BEGIN Raw data

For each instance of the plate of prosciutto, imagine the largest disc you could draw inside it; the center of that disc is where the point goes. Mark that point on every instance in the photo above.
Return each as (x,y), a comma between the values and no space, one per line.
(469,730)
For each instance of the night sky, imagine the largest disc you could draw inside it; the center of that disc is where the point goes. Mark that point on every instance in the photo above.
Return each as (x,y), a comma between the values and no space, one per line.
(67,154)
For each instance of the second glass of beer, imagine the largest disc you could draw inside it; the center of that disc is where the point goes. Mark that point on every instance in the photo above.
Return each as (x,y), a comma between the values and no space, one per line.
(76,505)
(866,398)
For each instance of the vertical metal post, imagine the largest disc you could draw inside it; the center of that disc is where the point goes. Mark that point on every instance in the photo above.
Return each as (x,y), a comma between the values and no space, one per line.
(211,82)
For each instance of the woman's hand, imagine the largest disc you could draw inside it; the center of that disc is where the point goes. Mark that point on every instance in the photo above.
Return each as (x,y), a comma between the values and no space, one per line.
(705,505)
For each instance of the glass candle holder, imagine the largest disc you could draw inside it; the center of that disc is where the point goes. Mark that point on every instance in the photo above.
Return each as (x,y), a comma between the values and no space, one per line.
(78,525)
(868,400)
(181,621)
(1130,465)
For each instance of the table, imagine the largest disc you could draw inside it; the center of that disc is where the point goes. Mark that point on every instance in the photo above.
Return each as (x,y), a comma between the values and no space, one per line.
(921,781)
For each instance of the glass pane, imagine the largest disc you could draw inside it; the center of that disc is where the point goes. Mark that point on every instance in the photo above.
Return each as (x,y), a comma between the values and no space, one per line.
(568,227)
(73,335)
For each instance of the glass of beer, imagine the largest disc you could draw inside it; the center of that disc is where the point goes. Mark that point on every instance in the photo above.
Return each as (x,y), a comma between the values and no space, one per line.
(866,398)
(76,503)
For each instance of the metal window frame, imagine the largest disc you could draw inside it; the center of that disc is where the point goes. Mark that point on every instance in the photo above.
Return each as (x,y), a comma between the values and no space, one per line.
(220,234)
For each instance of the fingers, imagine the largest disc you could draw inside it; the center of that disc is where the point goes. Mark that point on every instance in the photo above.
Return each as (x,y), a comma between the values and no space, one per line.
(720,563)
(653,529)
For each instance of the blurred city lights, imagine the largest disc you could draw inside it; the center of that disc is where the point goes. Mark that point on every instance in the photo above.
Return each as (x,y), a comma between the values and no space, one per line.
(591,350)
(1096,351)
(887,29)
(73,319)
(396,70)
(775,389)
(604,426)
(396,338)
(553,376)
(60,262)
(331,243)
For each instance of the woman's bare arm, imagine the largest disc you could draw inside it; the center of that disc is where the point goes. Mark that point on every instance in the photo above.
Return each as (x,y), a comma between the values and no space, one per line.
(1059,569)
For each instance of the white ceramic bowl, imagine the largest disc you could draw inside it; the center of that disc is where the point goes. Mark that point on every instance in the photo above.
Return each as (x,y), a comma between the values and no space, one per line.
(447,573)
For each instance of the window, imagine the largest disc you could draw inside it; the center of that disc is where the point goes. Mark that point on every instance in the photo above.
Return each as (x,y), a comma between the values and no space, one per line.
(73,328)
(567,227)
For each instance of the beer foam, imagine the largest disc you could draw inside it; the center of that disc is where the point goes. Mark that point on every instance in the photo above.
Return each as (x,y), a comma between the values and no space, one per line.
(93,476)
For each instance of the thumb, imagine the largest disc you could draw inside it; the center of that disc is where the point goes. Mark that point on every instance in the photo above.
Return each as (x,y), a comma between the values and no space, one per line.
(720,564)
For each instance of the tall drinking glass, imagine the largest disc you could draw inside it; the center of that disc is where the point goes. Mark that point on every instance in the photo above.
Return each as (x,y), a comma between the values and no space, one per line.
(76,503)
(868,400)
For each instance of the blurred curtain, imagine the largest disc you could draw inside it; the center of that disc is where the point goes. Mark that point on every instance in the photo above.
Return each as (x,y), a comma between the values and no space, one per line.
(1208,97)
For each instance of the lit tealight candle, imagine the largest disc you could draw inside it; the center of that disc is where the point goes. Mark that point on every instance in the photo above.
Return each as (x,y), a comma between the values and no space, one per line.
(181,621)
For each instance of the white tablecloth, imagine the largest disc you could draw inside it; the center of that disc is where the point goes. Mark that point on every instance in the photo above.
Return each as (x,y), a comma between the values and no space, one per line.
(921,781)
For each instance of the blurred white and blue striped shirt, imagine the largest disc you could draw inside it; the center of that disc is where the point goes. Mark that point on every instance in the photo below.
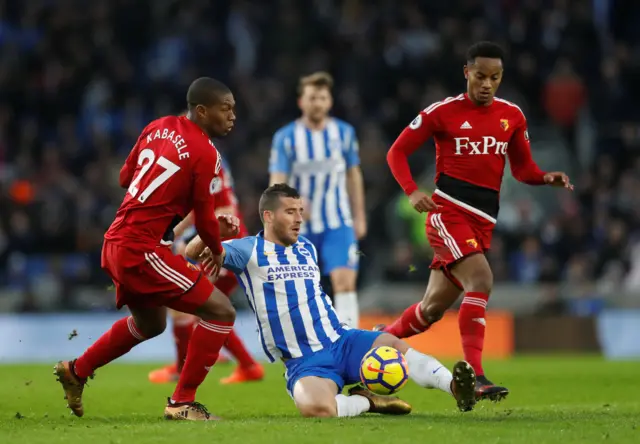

END Raw data

Exercise goal - Could you retype every row above word for word, from the first to the last, leaving out the pictures?

The reply -
For each instance of the plate of prosciutto, imagine the largest disc you could draw inside it; the center of that disc is where the point goes. Mark that point on every instance in the photo above.
Return each as (x,y), a comma between the values and no space, one per line.
(469,730)
For each instance of the night sky, imagine the largest disc you could draw inside it; the center of that disc is where the point goes. Mark that point on every instance in the photo above.
Return each as (x,y), a comma between the values and no space, one per line.
(67,154)
For each instance of the second glass of beer, imagine the largest disc you could draw inside it; the center of that disc is where the point goes. Mark that point on every instance in the photo above.
Return each as (x,y), a comma between the values and no space, one per line.
(76,505)
(866,398)
For each instance of the vertical metal post, imagine the largest disc you could draw inside it; the center of that disc is where the point goes. Mark that point on every instance in the photo above.
Return each as (x,y), a comma between the values and no space, one per line.
(211,82)
For each instance of the woman's hand, imagine the largest disc you could draw inside it; the center of that disc is where the point goes. Mark that point on every instance in the photo above.
Return each as (x,y), a comma between the values and no space, one per line.
(705,505)
For each instance of the glass candle holder, imagine the largest disc you could draw inside it; the center of that disc is where the point goes. Mark that point on every instance in the photo above.
Return each as (x,y), a comma between the values and no space, one per line.
(78,525)
(868,400)
(181,621)
(1130,465)
For each instance of the table, imagine the largest disc you could draw inside it; the center of that disc is where the point goes. Mark that point on every instance in the photo above.
Return each as (x,y), a comma between the values and no space, one per line.
(921,781)
For each instance of the glass pane, imagine the largest disc you could draw inside it; the center of that disc is where the point goes. Mark that point on every instance in the photo above.
Return each as (x,y), a comma between the values and no space, one per line.
(568,227)
(73,335)
For each instance of the glass of beer, imagine the largest disc you could draw inside it; the center of that disc is where the point goes. Mark that point on every instance in the photo above.
Return each as (x,y), a comma between the values and no space, one per line.
(866,398)
(76,503)
For each instance of the metal window frame, imagine the largest disc you could draw inside it; the center of that disc is where the point goes. Mark that point on every instance in the photo above.
Return each as (x,y), a comma between the values and no space, one per line.
(220,234)
For each instance of the fingers, imagine the largest disc you could draw inside it; the center of that disc is where the point goes. Mark that point on every instance in the photo above.
Return each as (x,y), a comma between the values and no space, one per line.
(720,563)
(653,529)
For each instance of the blurred city lights, imagine the largest disc you could draw inside it; the center of that disc is where the point goes. Mark that point on every instance in the photo above.
Return each as (x,y), a comma between the values and no space, one per line.
(591,350)
(1096,351)
(887,29)
(73,319)
(396,70)
(775,389)
(604,426)
(396,338)
(553,376)
(60,262)
(331,243)
For each instance of the woman's bare arm, imagine the largest disc you could draw inside it; the center of that disc is where the point goes. Mark that point on every instance in the photo above.
Return each as (x,y), a comma between the values and no space, one per line.
(1059,569)
For each instance of the white ceramic bowl, imagine the largest disc you could draw inside it; the center of that disc is where the point goes. Mark that point on every instance in the photo above.
Return each as (x,y), a comma between the values and no space, one per line.
(447,573)
For each instance of the window, imagine the largest disc you could draw inside it; the center of that disc is where the point goes. Mark that point on every instance in the photo above.
Return each as (x,y), a comma between the values and no space, one per line.
(73,328)
(567,227)
For each instance of the beer foam, imagine the largest disc you could draw inside it; the center of that disc is where the point goes. Mark that point on every instance in the photo above.
Return each as (x,y), a comma between the values and no space, one per line.
(93,476)
For each instance of the thumb, imagine the largest disc you could draw inside it; the center of that disc is where the point goes. Mark that point on every instance in the photo above.
Return each as (x,y), a comma between the values and no space, one per line.
(720,564)
For each instance of the tall drinking glass, imagine the largest disc you could draw inside it; the center of that disc is where the point goes. Mark that point on every instance in the photo above.
Return each as (x,y), a comma between the values and no space, one per line.
(76,503)
(868,400)
For each instance of the blurred curtain, imagine the largest disc you could draw inside it; the center of that disc is where the point goes. Mark that point on every instance in the photo above.
Return each as (x,y), a comma between the values and no space, one per line.
(1208,97)
For each instance of the lit tealight candle, imagine the largest disc you could draw inside it; the center of that disc is where the point goes. Mark that point on every instance in the photo above.
Return each as (x,y), a comma between the values and no space, one per line.
(181,621)
For each instance of the white tablecloth, imagine the largest disc you could draw inside it; the center of that disc is where the point goes. Mark that point on every instance in the photo above.
Return each as (x,y), a comma between the values and no space, one per line.
(921,781)
For each instance of the blurred white and blue striped shirt, imagine the largest disc you could draw inside it; the center of that disc is where the point goes. Mark that point on every instance in the photo below.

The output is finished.